*SELECTED EXCERPT:*
The newest standard is C++23 which has std::expected, basically is the same thing
You expect to not have to invest the time and effort to learn a new ecosystem? Just try it out for a week and then complain you don't know it as well as Rust? Almost every single complaint in the article directly stems from the author's lack of knowledge about the tools and language. The fact that the author relies on LLMs to tell them how to configure things really says it all.
And anyway, it was not a particularly serious (or, for that matter, well written or argued) discussion. As I mentioned in literally the first line, it's just a rant :-)
PS: I am unsure what you mean with "relying on LLM for configuring things says it all". In my experience, this is one area where LLMs _really_ do help a lot - it has been much faster than going through the documentation (which I also did quite a bit of, in particular for conan).
C++23 has been around for 2 years, many features are support by most compilers (ahem std::expected)…
> Let’s start with the simplest of things - needing both a .cpp and .h file. I’ve heard modules were a thing, but googling a bit showed that they aren’t really working properly yet, so I ended up not even trying them.

*Records excerpted from a collection:*
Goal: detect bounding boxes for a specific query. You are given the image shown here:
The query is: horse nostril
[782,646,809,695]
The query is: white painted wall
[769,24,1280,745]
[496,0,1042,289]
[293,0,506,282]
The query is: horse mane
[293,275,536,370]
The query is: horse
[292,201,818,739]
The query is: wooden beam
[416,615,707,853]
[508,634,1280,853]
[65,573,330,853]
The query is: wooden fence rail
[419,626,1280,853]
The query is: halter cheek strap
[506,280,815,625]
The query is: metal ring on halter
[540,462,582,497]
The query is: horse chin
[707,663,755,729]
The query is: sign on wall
==
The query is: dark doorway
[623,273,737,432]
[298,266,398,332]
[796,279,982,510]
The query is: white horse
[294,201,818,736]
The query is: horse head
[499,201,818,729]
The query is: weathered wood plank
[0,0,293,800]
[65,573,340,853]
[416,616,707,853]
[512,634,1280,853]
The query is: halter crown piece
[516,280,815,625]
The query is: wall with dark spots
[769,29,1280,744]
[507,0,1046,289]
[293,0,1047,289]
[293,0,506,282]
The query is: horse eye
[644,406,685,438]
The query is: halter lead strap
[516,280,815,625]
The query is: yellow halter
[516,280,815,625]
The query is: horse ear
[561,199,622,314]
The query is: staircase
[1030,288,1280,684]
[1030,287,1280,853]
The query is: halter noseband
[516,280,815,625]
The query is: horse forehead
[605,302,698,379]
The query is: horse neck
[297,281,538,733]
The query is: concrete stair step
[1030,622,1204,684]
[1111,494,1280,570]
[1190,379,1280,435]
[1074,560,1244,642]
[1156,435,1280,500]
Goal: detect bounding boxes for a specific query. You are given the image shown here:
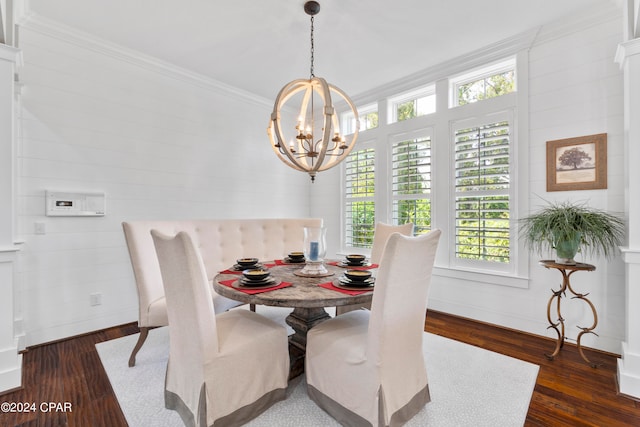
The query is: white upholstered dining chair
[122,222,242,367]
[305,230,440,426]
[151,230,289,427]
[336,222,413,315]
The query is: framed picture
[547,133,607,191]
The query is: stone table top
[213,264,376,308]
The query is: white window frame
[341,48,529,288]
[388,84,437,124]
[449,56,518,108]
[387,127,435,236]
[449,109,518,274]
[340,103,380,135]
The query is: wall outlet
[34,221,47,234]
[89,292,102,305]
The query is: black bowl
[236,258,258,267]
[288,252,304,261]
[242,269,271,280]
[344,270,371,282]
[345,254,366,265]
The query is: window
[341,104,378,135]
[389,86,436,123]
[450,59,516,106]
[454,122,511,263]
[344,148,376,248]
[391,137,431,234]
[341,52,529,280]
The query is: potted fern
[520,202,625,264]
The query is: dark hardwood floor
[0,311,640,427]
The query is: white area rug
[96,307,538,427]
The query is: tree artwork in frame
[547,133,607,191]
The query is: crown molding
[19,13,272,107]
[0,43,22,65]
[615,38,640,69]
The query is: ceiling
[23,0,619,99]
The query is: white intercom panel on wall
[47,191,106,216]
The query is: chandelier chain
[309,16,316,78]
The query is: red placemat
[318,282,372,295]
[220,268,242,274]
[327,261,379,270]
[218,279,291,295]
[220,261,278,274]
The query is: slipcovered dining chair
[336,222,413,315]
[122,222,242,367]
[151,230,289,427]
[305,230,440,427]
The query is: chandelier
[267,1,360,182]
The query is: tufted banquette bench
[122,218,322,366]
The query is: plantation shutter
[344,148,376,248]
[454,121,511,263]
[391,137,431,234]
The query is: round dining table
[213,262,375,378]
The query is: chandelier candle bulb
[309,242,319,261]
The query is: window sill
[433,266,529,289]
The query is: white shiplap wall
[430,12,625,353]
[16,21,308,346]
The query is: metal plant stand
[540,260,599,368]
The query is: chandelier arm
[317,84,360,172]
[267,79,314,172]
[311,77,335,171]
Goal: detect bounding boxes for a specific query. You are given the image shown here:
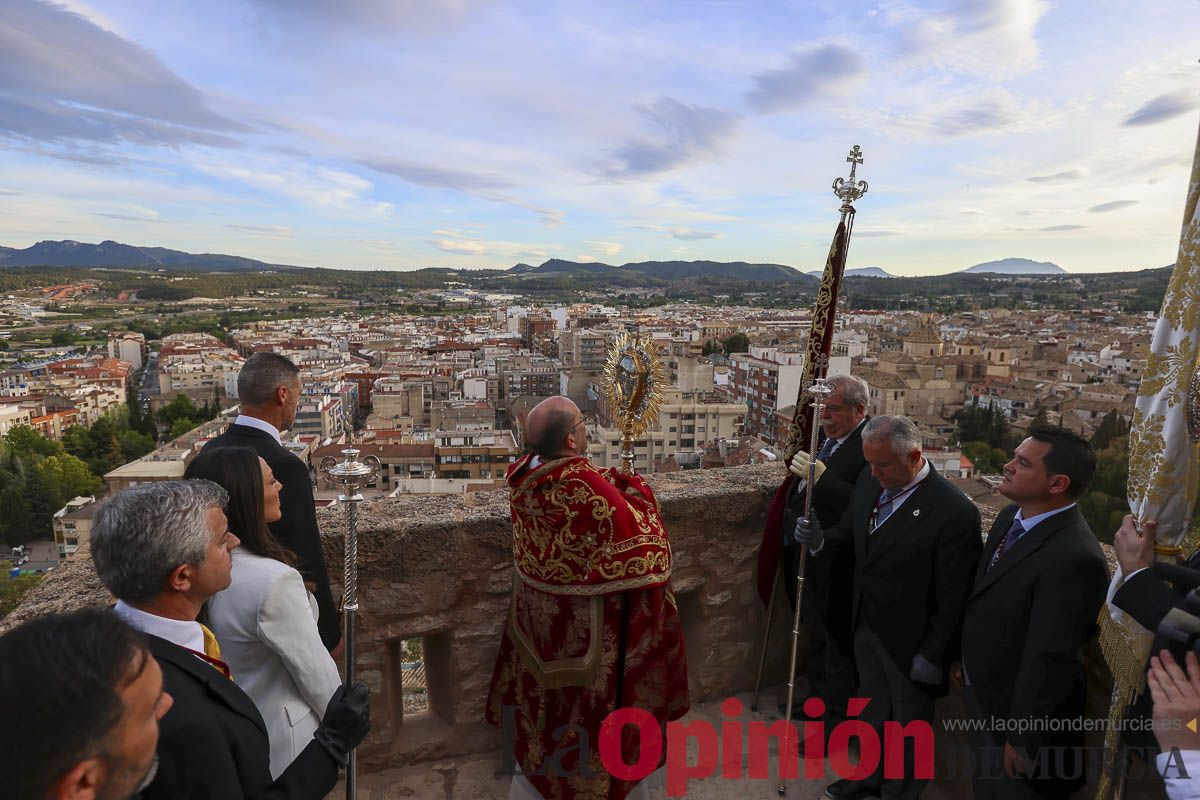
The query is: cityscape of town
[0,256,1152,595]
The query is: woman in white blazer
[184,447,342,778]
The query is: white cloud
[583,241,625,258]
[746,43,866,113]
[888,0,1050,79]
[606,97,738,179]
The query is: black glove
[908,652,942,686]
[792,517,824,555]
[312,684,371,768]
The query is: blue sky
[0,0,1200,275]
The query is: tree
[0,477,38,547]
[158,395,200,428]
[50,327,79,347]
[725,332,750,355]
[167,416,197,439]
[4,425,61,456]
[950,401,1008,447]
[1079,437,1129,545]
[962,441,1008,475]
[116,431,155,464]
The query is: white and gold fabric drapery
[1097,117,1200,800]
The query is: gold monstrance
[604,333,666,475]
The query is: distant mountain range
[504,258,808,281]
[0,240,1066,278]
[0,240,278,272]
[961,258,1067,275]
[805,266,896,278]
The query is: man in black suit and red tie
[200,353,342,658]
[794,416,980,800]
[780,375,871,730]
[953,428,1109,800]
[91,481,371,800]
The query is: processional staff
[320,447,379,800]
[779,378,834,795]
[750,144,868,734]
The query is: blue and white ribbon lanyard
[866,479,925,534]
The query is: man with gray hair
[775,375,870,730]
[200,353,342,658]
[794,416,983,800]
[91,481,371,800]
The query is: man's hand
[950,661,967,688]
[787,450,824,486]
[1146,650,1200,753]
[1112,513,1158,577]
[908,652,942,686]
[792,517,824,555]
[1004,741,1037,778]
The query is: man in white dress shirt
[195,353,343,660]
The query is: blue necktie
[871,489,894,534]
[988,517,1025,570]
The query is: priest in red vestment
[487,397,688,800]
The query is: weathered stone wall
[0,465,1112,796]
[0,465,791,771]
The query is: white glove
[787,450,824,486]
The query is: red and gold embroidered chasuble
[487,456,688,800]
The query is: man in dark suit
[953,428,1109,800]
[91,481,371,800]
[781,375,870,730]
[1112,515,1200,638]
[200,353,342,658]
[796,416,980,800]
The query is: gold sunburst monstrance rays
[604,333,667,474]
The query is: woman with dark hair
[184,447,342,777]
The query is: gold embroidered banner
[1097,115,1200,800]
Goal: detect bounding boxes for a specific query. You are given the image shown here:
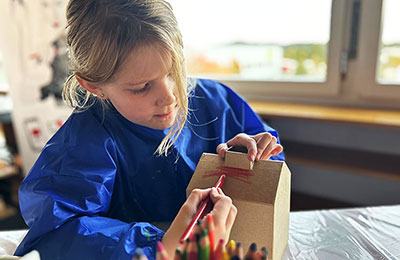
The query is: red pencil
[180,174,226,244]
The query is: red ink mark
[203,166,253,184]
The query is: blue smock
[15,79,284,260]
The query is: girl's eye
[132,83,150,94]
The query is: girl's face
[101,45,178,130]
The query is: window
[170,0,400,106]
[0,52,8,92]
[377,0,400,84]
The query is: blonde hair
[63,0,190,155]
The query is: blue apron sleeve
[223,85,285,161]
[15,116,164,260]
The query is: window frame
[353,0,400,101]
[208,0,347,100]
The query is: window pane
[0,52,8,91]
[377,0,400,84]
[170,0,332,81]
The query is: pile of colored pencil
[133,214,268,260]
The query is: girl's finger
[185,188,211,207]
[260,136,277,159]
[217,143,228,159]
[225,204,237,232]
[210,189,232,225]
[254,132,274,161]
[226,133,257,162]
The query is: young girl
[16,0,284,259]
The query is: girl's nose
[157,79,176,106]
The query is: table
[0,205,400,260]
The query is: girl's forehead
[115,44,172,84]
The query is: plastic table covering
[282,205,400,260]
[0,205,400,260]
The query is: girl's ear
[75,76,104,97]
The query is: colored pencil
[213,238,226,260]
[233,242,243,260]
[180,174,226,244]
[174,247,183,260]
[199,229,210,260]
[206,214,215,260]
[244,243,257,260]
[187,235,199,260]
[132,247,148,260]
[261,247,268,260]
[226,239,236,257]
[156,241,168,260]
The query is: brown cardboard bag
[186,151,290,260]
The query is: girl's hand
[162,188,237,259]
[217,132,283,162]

*ASSIGNMENT 1:*
According to the C++ discussion thread, which C++ standard includes std::expected?
*ASSIGNMENT 2:*
Resume the C++ discussion thread after its final comment.

*TASK ANSWER 1:*
C++23

*TASK ANSWER 2:*
They work fine, the issue is with clangd and even then clangd-19 works fine with modules.
The most annoyance I have with C++ is that it still expects the stdlib to be dynamically linked, which means packaging is a pain and there’s no tooling to make it easier.
Would I write a side project in C++, definitely, my side projects tend to pull in a ton of C libraries that do not have good alternatives in rust. If I don’t need to pull in C libraries I probably don’t need the annoyances of managing memory and lifetimes and I’m writing my code in golang… I have to found the niche where rust is the right tool for the job in my narrow corner, there are places where it is but for me there are the yet.